Le lieu : Roland-Garros
Cette histoire a lieu à Roland-Garros. Le stade, situé dans l’ouest parisien, à la lisière du bois de Boulogne, accueille les Internationaux de France depuis 1928. Ce fut le premier et désormais le seul tournoi du Grand Chelem sur terre battue, la surface la plus lente, ce qui en fait le tournoi le plus difficile à gagner sur le plan physique.
Roland-Garros est l’endroit où Steffi Graf a gagné son premier tournoi du Grand Chelem en 1987 et, en 1988, elle a marqué l’histoire du tournoi en y remportant la finale la plus courte de l’histoire du Grand Chelem en battant Zvereva 6-0 6-0 en seulement trente-deux minutes.
L’histoire : Graf renversée par “un camion”
Le 9 juin 1990, la finale de Roland-Garros propose une affiche alléchante. D’un côté, Steffi Graf. Numéro 1 mondiale incontestée depuis bientôt trois ans, elle a gagné huit des neuf derniers tournois du Grand Chelem – elle a subi sa seule défaite en finale, ici même, l’an passé. Elle est parvenue en finale sans perdre le moindre set. Quelle que soit son adversaire, elle est forcément favorite.
En face d’elle, la jeune Monica Seles. Âgée de 16 ans, elle avait déjà atteint les demi-finales à Paris en 1989, mais cette année, elle a franchi un cap. Ces derniers mois, elle a gagné cinq tournois consécutifs, prenant ses adversaires en vitesse et les écrasant sous sa puissance au point que la légende du tennis Martina Navratilova, écrasée 6-1 6-1 en finale de Rome, a dit qu’elle « avait eu l’impression de s’être fait renverser par un camion ». A Berlin, le dernier tournoi avant Roland-Garros, elle a même réussi à battre Steffi Graf (6-4 6-3), qui l’avait dominée lors de leurs trois premières rencontres en 1989.
Le match débute alors que les nuages s’amoncellent au-dessus de la capitale. Monica Seles annonce la couleur en frappant un retour gagnant dès le premier point : ce sera brutal. La Yougoslave mène 3-1, avant que l’orage qui s’abat finalement sur le Court Central ne renvoie tout le monde au vestiaire. Monica Seles n’est pas perturbée par l’interruption, mais, alors qu’elle mène 5-3, Steffi Graf hausse le ton, recolle au score et l’emmène au tie-break. Menée 5-0, Seles montre alors toute sa combativité et, incroyablement lucide, parvient à revenir et à prendre le premier set, 7-6.
————————
-- Consignes --
- 1) D'après le document sur Roland-Garros, répondez :
(a) Depuis quelle année le stade accueille-t-il les Internationaux de France ?
(b) Quel âge a Monica Seles lors de la finale de 1990 ?
(c) Sur quel score Seles remporte-t-elle le premier set ?
- 2) Résumez le document sur Roland-Garros en deux phrases.
- 3) Poursuivez le récit de la finale Graf–Seles de 1990 après la dernière phrase du document.
Les lignes de données n'interviennent pas dans ce travail.

-- Extrait de données --
————————
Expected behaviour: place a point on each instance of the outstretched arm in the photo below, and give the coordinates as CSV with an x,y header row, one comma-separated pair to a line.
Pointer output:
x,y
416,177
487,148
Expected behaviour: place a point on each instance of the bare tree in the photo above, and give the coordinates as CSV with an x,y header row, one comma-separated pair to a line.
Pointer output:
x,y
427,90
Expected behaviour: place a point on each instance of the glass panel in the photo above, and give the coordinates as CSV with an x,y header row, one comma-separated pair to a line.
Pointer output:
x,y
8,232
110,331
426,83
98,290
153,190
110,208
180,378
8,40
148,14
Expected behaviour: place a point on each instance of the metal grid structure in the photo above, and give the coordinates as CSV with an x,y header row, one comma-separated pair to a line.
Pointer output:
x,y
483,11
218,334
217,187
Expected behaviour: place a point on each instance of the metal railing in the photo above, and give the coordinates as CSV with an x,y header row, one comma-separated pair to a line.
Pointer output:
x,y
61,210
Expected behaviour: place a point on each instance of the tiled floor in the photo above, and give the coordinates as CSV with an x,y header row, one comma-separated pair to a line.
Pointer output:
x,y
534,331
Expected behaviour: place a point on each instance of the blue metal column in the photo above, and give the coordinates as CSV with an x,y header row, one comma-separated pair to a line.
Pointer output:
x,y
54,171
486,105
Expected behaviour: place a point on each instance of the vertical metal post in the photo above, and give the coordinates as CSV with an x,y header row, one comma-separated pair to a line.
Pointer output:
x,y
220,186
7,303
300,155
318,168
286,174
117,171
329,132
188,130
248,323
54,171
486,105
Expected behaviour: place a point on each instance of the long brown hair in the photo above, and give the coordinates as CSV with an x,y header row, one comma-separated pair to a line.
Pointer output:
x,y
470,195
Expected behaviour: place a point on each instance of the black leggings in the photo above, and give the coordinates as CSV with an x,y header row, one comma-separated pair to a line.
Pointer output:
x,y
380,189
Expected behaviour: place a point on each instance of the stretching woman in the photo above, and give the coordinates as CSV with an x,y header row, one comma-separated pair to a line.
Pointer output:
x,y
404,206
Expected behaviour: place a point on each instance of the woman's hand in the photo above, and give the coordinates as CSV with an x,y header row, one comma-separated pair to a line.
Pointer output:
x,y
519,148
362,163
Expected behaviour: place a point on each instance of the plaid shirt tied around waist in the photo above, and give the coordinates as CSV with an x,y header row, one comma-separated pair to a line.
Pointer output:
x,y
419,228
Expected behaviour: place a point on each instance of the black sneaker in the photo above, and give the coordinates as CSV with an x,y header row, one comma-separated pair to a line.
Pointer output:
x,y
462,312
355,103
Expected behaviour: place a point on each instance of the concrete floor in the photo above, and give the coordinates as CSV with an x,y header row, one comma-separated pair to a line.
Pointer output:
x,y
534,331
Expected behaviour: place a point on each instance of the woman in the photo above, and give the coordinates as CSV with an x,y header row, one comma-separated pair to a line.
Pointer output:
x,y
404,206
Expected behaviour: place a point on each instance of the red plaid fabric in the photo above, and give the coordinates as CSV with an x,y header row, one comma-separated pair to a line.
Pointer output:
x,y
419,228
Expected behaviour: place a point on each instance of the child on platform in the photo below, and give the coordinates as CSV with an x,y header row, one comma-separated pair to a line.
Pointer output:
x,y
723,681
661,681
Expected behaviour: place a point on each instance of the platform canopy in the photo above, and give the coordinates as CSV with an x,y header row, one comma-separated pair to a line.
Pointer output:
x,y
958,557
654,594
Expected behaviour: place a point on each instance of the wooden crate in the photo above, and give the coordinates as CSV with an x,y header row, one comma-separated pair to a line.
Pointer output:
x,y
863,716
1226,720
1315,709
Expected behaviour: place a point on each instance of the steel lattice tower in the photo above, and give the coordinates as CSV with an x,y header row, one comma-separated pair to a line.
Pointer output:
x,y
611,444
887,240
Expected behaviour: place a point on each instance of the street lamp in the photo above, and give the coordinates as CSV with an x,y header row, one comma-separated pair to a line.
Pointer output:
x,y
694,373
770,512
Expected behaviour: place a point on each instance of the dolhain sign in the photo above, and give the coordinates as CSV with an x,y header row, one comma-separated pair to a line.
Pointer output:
————————
-- Réponses par consigne --
- 1)
(a) 1928.
(b) 16 ans.
(c) 7-6.

- 2) Roland-Garros, seul tournoi du Grand Chelem sur terre battue, accueille les Internationaux de France depuis 1928 et a vu Steffi Graf y gagner son premier Grand Chelem en 1987. Le 9 juin 1990, la finale oppose Graf, numéro 1 mondiale et favorite, à Monica Seles, 16 ans, qui remporte le premier set 7-6 malgré un orage et un tie-break où elle était menée 5-0.

- 3)
Au deuxième set, Monica Seles est toujours aussi agressive. Installée sur sa ligne, elle crie plus fort que jamais et, avec une violence rare, elle balade Graf aux quatre coins du court. Une fois de plus, elle gagne les points les plus importants, sauvant notamment deux balles de break à 4-4, avant de conclure au jeu suivant, 6-4. L’adolescente vient de réaliser son rêve : à seulement 16 ans, elle a gagné Roland-Garros, devenant ainsi la plus jeune joueuse titrée en Grand Chelem de l’histoire.
La postérité du moment :
Le style de jeu révolutionnaire proposé par Seles en 1990 annonce l’avenir du tennis féminin. Dans les années à venir, sa manière de frapper très tôt et très fort sera copiée sur tous les terrains du monde, au point de devenir caractéristique du tennis féminin.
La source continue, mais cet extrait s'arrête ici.